Work instructions
Which lines in the material below contain the word "basket"? Copy each of those lines in full.

Source data
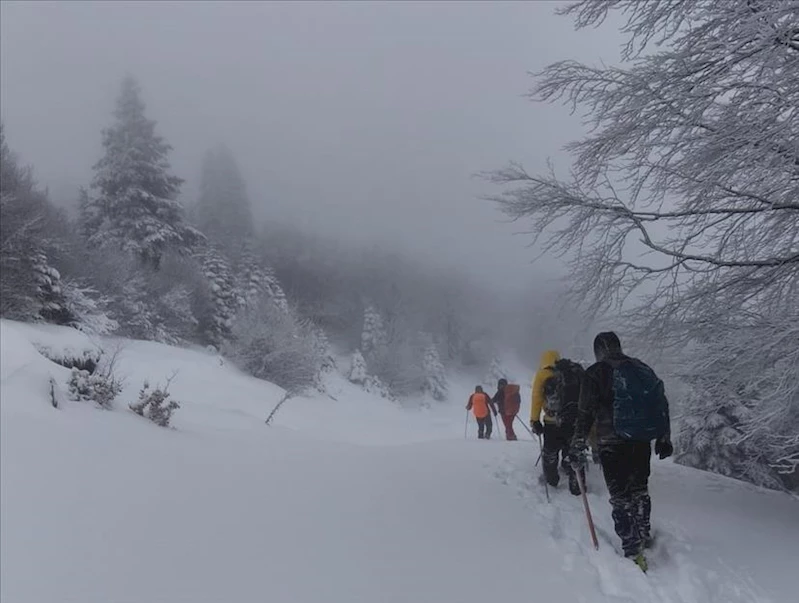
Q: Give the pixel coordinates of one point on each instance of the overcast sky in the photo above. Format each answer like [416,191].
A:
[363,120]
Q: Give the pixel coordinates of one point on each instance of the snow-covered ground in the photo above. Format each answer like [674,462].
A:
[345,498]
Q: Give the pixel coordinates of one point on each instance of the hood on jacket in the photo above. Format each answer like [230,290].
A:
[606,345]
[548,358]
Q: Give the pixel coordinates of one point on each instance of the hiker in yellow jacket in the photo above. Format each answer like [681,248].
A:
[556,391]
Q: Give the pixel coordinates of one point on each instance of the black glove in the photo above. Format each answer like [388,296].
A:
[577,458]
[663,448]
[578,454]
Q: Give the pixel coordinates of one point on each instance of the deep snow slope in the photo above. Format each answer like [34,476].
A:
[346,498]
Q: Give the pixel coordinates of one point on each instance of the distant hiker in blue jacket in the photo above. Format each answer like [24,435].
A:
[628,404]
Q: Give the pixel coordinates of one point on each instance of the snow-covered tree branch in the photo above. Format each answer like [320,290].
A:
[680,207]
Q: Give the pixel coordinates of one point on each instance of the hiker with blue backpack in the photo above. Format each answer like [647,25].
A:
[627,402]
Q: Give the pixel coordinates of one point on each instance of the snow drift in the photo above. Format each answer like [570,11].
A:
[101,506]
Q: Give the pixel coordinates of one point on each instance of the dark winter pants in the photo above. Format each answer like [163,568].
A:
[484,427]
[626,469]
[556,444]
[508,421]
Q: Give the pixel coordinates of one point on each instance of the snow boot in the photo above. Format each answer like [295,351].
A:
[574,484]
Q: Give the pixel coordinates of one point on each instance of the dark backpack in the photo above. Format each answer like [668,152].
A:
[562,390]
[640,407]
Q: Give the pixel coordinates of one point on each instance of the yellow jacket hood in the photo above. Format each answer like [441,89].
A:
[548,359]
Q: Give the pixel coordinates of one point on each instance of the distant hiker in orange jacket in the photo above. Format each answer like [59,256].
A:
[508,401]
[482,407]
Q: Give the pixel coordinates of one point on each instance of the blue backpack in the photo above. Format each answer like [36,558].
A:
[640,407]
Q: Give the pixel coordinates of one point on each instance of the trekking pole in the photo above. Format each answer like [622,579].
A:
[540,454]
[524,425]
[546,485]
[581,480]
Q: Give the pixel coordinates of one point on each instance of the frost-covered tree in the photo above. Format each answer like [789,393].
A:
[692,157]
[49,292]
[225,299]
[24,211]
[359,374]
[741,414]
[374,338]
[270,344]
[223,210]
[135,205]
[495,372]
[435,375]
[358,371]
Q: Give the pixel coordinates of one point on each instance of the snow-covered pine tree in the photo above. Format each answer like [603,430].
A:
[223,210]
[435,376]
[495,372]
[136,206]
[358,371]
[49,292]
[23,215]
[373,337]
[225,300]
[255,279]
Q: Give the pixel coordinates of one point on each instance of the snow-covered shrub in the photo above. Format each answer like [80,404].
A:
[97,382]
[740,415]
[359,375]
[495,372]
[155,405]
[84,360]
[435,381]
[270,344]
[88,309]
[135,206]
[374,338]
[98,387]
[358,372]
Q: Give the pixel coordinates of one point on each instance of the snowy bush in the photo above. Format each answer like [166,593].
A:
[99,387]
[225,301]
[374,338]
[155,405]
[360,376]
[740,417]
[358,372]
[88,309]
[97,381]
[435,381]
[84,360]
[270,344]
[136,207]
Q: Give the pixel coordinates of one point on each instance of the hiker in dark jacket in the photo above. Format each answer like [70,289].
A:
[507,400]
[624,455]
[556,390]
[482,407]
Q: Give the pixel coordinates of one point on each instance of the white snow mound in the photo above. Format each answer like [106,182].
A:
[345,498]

==

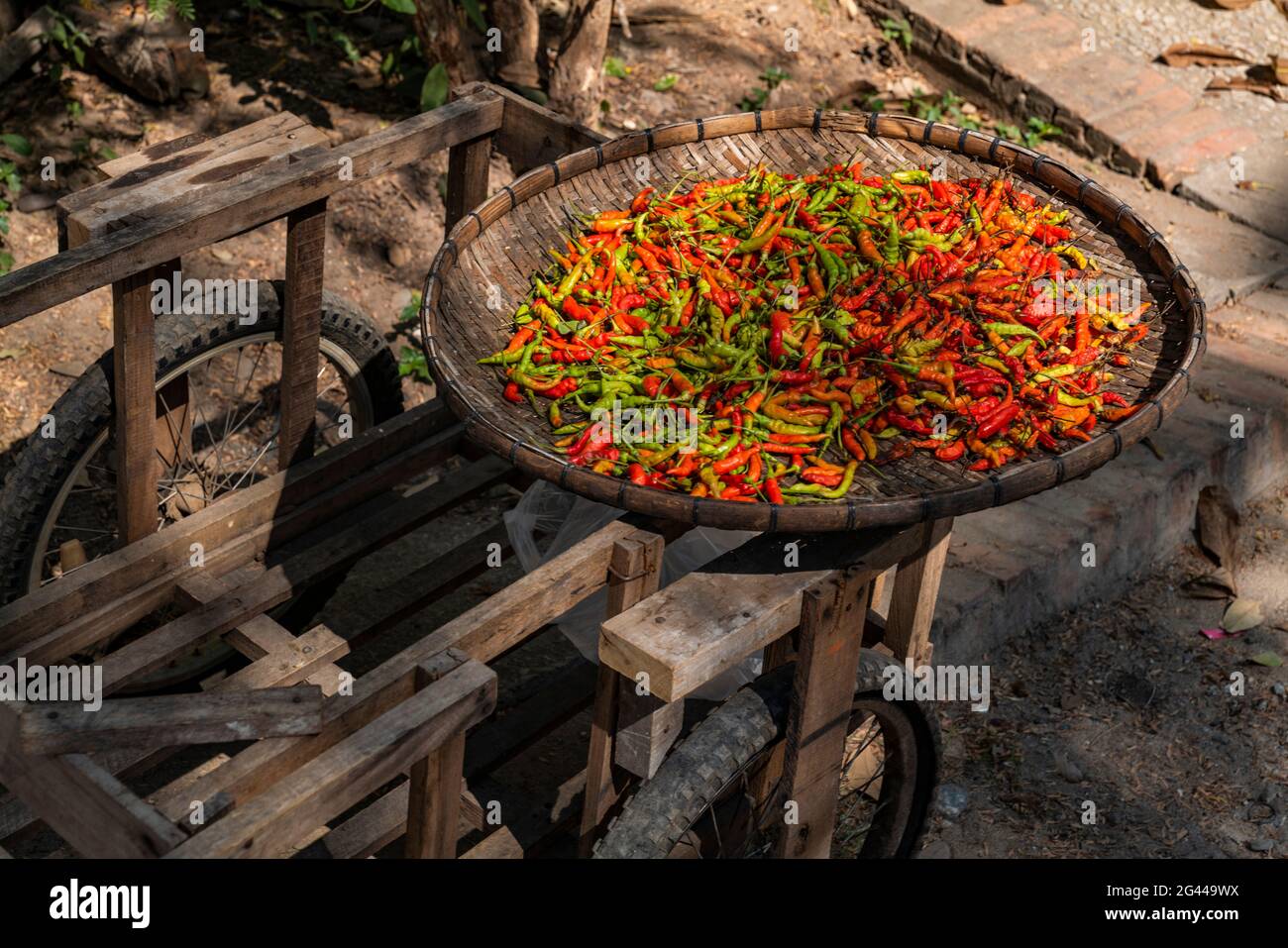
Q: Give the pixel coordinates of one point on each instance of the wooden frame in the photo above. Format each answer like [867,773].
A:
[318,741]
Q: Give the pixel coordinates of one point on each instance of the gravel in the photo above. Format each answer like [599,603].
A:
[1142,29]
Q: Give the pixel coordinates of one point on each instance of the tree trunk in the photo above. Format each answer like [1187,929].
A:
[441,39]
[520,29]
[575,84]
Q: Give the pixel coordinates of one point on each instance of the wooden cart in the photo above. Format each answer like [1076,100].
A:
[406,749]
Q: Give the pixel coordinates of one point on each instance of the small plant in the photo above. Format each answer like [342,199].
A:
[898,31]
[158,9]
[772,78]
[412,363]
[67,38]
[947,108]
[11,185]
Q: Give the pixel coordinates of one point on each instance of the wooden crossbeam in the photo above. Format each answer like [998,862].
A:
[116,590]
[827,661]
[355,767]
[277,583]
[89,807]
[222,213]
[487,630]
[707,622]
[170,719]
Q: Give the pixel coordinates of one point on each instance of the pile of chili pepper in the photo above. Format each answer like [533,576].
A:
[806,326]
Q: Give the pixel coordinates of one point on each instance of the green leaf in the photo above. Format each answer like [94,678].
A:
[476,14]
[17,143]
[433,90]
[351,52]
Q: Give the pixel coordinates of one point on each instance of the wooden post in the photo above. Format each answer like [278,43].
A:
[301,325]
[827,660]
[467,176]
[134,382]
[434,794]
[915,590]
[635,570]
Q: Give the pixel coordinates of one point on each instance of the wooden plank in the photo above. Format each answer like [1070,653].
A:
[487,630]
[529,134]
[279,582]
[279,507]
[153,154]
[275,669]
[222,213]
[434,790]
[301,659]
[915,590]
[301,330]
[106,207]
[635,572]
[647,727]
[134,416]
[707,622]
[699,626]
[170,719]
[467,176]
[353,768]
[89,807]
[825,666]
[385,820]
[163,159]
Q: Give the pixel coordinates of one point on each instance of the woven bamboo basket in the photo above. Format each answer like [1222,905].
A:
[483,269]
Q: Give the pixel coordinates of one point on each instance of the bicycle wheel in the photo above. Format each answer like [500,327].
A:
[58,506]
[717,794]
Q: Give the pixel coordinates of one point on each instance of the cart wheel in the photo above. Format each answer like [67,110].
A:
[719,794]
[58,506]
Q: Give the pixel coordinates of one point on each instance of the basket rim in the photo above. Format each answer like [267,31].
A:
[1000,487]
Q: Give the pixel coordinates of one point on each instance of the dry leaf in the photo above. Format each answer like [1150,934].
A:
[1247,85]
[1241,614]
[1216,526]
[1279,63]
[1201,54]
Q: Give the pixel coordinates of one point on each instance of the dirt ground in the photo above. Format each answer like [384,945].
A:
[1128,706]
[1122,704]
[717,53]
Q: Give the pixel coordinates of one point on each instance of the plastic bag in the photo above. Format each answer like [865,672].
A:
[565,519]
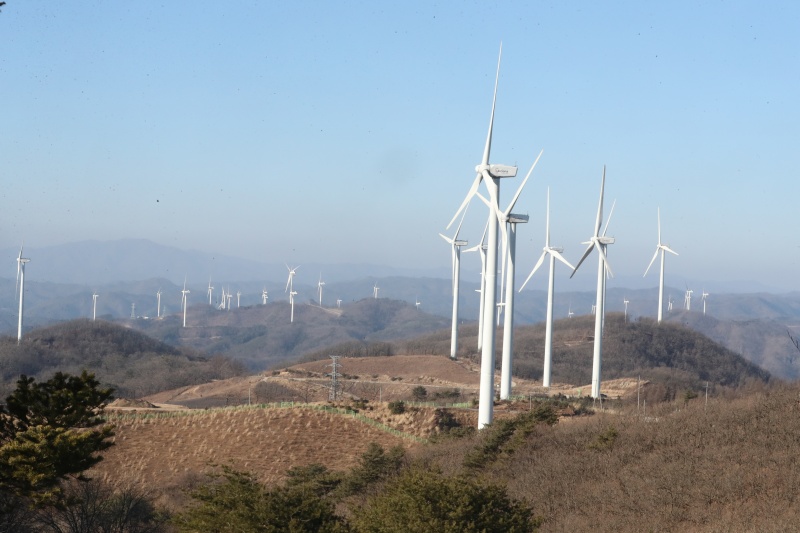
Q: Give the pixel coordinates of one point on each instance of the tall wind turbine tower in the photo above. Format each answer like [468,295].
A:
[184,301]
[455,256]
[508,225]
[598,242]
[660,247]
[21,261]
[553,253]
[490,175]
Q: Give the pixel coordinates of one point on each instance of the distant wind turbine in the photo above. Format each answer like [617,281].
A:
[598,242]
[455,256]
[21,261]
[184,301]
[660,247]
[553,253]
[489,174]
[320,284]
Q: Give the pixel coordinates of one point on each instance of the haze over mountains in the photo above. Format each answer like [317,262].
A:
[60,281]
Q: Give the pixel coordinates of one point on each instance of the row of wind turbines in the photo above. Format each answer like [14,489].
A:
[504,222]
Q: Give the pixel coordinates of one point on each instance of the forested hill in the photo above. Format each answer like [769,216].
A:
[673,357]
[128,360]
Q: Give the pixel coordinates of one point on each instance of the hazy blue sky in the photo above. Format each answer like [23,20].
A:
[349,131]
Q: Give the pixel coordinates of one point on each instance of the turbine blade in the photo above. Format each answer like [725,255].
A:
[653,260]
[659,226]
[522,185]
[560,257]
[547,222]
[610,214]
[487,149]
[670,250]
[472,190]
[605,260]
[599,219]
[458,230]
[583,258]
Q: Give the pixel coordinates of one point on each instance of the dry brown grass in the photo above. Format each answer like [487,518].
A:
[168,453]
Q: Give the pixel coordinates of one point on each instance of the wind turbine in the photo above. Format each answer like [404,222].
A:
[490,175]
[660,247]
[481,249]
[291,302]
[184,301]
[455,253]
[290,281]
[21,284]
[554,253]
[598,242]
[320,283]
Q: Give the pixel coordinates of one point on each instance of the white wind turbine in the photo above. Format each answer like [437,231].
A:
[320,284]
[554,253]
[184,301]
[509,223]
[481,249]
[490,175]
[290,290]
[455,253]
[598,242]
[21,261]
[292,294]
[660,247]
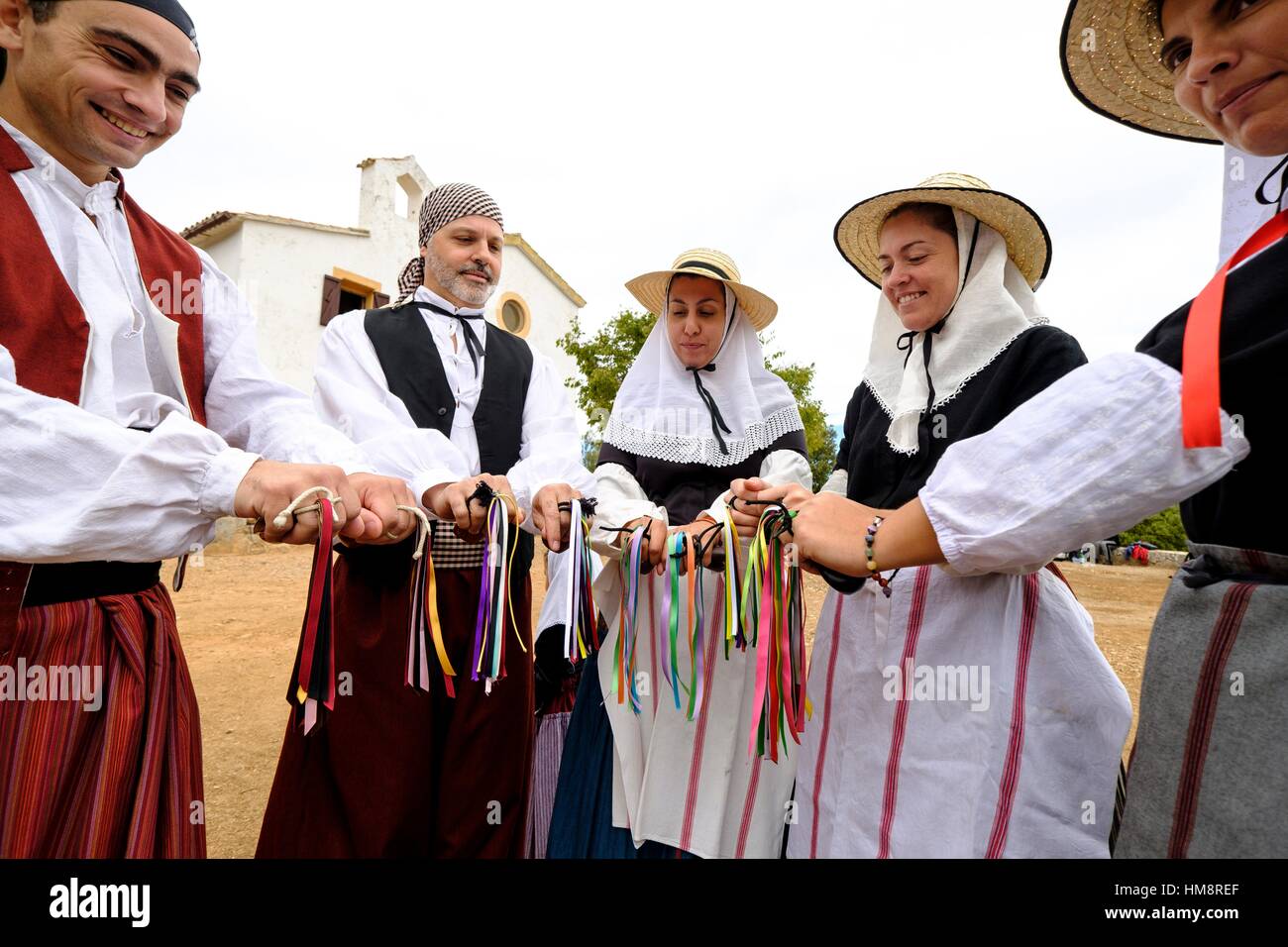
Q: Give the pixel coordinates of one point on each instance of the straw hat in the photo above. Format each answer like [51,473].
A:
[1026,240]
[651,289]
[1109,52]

Expected answer
Q: Give the pixel coordinates of one point on each instance of the woven bamboo basket in the photo above. Format each answer like [1222,905].
Q: Give the pixel coordinates of one point on each instance of the basket rim in the photo above. Format each answer like [267,31].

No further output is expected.